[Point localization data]
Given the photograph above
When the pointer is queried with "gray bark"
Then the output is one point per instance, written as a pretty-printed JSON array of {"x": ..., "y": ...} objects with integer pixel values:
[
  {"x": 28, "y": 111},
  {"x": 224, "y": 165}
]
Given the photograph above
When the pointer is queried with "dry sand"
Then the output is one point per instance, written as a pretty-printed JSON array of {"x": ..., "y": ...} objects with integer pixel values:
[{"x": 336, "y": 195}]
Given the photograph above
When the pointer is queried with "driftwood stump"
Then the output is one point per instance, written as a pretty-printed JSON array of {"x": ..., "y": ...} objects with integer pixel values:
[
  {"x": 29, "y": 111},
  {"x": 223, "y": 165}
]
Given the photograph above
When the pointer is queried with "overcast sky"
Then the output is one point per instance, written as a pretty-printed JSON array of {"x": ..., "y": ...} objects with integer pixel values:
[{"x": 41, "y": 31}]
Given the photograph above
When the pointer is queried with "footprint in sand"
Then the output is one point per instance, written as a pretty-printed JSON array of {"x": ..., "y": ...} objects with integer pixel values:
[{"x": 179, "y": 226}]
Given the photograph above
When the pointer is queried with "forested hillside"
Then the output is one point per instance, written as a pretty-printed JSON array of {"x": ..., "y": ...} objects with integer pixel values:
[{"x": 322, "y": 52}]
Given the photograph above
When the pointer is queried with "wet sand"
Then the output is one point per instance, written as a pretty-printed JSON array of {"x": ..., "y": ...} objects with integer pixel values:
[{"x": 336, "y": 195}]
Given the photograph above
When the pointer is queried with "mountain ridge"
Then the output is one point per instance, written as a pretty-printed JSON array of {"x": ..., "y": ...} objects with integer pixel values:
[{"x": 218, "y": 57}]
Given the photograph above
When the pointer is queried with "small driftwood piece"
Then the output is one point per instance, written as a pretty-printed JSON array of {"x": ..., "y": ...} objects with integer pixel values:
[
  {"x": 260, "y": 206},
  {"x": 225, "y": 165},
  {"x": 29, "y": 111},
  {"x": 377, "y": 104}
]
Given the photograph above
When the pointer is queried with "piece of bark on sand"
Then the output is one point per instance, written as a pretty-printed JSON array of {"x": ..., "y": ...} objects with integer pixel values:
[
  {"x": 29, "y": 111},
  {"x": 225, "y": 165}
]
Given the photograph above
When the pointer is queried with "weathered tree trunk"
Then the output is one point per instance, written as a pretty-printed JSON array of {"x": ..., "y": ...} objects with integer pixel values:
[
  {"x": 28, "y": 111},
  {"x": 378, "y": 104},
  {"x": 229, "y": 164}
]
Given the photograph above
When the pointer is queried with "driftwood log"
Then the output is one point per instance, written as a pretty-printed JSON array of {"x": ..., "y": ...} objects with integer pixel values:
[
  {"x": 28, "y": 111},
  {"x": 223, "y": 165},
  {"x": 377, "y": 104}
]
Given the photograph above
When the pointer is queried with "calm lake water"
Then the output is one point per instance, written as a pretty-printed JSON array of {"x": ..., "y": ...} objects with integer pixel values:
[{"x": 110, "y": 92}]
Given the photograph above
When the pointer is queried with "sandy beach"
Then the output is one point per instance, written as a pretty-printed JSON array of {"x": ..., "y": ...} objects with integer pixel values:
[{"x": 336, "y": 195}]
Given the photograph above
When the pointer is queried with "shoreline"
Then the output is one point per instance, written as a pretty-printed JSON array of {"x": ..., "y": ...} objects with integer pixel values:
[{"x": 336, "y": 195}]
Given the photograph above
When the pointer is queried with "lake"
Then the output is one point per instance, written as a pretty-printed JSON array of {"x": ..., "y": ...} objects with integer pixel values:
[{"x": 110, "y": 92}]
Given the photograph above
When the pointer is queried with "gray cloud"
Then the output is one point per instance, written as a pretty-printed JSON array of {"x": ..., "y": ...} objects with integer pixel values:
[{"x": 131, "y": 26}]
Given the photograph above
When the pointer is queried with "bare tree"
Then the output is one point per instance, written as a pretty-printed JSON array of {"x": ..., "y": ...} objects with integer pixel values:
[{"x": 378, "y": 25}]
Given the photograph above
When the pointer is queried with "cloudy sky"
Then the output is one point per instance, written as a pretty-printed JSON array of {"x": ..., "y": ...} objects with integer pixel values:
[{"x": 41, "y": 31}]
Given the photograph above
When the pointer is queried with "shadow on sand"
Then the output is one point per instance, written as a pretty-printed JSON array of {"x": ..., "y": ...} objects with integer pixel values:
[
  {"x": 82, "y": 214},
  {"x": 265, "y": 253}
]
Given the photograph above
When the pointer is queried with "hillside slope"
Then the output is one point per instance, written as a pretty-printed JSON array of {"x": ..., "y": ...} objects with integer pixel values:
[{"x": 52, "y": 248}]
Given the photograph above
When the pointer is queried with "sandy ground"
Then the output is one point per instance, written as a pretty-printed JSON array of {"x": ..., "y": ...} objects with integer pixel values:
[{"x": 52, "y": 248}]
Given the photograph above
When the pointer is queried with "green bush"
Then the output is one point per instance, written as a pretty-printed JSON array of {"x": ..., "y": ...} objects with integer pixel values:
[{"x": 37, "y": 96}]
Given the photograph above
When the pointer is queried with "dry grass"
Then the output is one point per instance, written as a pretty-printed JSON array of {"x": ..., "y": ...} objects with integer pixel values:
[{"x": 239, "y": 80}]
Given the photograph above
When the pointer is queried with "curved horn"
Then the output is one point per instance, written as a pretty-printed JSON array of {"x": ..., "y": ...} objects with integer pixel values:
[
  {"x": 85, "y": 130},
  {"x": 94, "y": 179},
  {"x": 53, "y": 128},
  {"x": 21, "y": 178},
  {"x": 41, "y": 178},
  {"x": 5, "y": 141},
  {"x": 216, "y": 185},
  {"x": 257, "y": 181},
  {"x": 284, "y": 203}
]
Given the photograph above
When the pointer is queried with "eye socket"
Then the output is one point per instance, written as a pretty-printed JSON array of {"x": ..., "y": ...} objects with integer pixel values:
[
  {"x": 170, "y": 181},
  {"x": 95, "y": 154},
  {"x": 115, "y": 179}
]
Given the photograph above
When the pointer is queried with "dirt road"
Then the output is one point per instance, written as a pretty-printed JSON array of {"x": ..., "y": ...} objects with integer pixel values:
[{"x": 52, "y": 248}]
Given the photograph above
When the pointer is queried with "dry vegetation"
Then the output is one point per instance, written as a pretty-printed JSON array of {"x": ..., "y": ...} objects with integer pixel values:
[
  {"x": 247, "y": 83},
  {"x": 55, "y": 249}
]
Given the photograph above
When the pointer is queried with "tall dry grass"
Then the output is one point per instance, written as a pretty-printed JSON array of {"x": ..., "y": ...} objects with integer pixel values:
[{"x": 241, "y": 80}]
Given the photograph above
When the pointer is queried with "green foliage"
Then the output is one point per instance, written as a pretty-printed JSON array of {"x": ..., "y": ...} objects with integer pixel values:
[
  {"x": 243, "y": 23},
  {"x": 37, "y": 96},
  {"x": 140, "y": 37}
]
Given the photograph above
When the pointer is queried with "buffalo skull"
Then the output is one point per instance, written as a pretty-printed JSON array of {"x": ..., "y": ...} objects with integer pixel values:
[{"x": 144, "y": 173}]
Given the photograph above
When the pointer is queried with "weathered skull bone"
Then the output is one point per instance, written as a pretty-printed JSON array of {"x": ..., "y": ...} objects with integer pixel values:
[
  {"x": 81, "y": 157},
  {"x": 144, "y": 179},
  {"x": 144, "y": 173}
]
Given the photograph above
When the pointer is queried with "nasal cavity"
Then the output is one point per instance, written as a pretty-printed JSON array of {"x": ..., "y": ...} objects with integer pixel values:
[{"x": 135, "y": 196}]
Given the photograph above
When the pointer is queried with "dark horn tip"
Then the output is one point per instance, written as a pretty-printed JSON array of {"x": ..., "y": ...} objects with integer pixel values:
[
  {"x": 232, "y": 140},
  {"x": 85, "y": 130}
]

Task item
Among the records above, find each line holding "piece" and list it.

Response to this exercise
When the pointer is queried with "small driftwood piece"
When the pointer is queried with "piece of bark on sand"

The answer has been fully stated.